#### [Aim of the task]
Format the lines below, from the one containing "the green shrub" through the end, as a two-column CSV with columns instruction and answer. Give one row for each line and its answer, with each value in a single quoted field and line breaks replaced by spaces.

#### [Data for the task]
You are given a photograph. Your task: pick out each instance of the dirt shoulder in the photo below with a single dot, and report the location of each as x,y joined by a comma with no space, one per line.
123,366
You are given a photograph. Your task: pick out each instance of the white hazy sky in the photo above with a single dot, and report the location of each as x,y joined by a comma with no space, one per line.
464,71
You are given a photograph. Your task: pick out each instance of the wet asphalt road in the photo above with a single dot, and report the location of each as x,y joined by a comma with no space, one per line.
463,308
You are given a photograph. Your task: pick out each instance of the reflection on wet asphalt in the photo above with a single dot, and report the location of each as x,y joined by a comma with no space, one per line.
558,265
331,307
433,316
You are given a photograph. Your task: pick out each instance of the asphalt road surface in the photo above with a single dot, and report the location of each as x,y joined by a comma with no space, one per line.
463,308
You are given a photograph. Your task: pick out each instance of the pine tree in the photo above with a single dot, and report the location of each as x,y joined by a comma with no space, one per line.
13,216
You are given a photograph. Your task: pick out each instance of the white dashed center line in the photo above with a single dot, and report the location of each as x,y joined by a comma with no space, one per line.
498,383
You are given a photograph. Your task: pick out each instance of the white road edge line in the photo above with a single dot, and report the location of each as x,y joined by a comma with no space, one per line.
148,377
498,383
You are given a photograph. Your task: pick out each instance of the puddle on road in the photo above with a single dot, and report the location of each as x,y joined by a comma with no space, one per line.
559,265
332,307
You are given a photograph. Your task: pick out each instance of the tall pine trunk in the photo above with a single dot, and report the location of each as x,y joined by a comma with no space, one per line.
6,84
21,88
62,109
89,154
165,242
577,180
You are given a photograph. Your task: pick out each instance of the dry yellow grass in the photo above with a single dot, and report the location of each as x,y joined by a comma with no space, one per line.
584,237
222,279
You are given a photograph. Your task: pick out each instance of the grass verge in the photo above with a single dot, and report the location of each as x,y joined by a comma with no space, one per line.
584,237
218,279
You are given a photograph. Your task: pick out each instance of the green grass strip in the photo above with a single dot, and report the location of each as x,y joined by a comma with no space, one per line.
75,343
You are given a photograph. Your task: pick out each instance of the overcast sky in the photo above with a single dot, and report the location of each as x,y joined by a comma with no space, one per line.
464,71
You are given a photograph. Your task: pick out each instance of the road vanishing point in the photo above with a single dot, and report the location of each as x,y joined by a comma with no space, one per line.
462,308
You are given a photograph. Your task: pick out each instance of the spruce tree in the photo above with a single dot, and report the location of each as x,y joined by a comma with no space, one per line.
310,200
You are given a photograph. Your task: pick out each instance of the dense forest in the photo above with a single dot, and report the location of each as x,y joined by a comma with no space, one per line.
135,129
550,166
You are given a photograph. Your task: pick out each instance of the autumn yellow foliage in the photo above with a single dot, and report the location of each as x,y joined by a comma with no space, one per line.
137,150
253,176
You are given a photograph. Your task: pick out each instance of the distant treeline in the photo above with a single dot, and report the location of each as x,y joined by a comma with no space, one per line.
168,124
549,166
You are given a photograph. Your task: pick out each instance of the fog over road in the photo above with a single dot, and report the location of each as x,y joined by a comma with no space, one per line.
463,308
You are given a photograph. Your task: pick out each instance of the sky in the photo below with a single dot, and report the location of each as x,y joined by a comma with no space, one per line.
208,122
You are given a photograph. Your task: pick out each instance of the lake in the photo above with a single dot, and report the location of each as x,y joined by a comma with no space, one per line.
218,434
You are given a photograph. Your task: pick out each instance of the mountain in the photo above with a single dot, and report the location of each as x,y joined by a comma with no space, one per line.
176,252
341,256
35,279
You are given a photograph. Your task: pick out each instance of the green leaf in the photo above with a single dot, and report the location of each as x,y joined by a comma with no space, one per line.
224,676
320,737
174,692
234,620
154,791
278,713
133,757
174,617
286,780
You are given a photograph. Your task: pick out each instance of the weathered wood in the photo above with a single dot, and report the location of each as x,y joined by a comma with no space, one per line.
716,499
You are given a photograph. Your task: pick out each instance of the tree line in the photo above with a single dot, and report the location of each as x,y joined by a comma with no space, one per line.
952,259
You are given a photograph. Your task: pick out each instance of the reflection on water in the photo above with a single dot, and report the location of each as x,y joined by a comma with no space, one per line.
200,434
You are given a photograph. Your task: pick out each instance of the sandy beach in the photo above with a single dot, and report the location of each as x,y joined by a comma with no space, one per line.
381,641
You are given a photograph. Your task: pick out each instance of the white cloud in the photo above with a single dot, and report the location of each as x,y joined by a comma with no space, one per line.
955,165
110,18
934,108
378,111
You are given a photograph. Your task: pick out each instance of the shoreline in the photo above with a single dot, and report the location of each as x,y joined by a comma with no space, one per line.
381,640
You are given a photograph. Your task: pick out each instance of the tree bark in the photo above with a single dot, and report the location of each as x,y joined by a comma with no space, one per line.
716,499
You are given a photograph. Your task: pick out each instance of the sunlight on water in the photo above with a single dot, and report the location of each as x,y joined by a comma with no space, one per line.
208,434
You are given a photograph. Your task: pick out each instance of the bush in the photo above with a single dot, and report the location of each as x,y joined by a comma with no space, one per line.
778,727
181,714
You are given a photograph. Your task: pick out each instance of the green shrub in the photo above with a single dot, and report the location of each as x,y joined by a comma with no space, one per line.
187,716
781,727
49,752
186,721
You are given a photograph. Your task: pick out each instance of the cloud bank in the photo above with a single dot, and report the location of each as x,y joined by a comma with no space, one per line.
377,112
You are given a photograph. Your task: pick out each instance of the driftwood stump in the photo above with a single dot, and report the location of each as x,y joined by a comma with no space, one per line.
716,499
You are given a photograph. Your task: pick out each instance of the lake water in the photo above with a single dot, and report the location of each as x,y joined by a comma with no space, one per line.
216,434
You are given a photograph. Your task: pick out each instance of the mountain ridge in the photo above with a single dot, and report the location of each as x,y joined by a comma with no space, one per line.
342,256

#### [The completed task]
instruction,answer
"You are given a photograph. Your task: pick out each instance of the green shrub in the photo above with a single dot, and report the location of each as x,y joined by a comma with no space, one per line.","187,716 781,727 49,752 186,721"
"You are given a photograph. Your task: pick out each instance of the cloud bank in the photo above with a single dot, and report the location of each as x,y joined by a comma with no space, one per line.","377,112"
"You are given a photograph. Your task: pick out each instance of the driftwood stump in the photo above with a single dot, and report the location of each as x,y joined by a comma with no space, one per line.","716,499"
"You are given a photograph. Your task: pick out each instance of the lake water in the photo above with a single dot, and report the location of each as x,y joined by a comma with no space, one per line.","216,434"
"You are given a photograph. Your task: pick out each instance of the mountain ridge in the photo above with a single dot, and report the location of each as x,y joined by a comma with no space, one per line.","342,256"